>> START Stored data
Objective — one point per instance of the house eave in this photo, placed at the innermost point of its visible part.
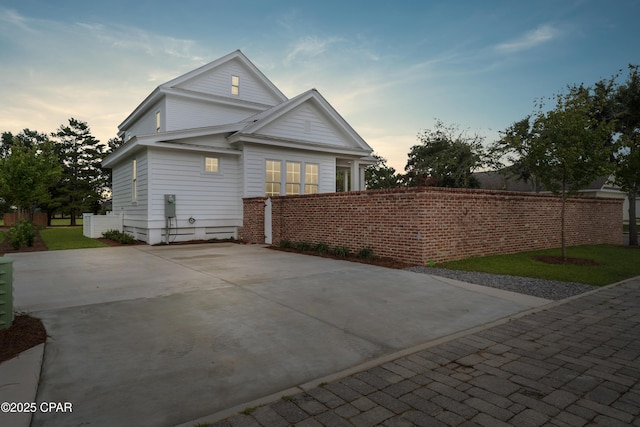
(296, 144)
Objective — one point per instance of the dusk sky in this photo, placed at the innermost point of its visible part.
(389, 67)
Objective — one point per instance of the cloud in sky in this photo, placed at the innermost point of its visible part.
(309, 47)
(529, 40)
(389, 70)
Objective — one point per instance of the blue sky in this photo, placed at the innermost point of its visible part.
(389, 67)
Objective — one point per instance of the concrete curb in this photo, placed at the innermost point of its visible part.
(19, 378)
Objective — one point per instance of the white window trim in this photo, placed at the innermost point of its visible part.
(235, 85)
(279, 182)
(134, 181)
(298, 183)
(204, 165)
(304, 178)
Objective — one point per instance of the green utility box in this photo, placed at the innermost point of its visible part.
(6, 292)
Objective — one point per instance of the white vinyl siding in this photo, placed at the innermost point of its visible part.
(306, 123)
(124, 200)
(211, 164)
(273, 176)
(203, 196)
(255, 158)
(183, 113)
(310, 178)
(147, 124)
(217, 82)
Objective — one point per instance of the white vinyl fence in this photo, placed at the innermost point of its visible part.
(94, 225)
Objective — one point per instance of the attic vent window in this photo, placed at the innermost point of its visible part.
(235, 85)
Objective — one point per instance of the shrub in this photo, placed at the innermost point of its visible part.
(118, 236)
(321, 248)
(341, 251)
(28, 232)
(366, 253)
(286, 244)
(303, 246)
(14, 237)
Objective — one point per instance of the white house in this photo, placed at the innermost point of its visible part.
(201, 142)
>> END Stored data
**Set exercise**
Every line of the material is to be quoted exactly, with no pictures carried over.

**Full output**
Objective — one point per instance of the house eave in this photo, placed at the innermost point of its visible part.
(296, 144)
Objective — one point per instance of the dusk sky in this photo, placed at the innermost point of its visible part.
(389, 67)
Objective — one point per instance of the cloud in sky in this photo, placed at the innermost point of its visible part.
(309, 47)
(529, 40)
(389, 70)
Objective — one point per instance of the blue sky in this photo, placed at the innermost point of its visible part.
(389, 67)
Objective — one point per instance of the concrete curb in this photo, placed at the innermost point of its visible part.
(19, 378)
Objective — one point per instance of the white window trim in this photo, placed at the innermost point of its visible part.
(235, 85)
(279, 182)
(134, 181)
(298, 183)
(204, 165)
(304, 178)
Objective — one point per instance of the green utility box in this photo, placed at the innermost point of its visible part.
(6, 292)
Objective — one point per instance of the white vinyl siding in this photo, placed at the innermost point of its visible part.
(306, 123)
(124, 200)
(211, 164)
(273, 176)
(203, 196)
(255, 158)
(183, 113)
(310, 178)
(147, 124)
(217, 82)
Objective — one point per instance of the white vinyl fence in this photo, placed at the innermost point of its visible part.
(94, 225)
Objective — one point per instance of the attic vent window in this photo, placed at the innermost point of its visible part.
(235, 85)
Objective — one point per instance of the shrub in this photo, placed at the innermost point of its visible part.
(118, 236)
(321, 248)
(341, 251)
(28, 232)
(366, 253)
(286, 244)
(303, 246)
(14, 237)
Objective — one point per instance of the white house in this photo, placed at the innermost point of its visible part.
(201, 142)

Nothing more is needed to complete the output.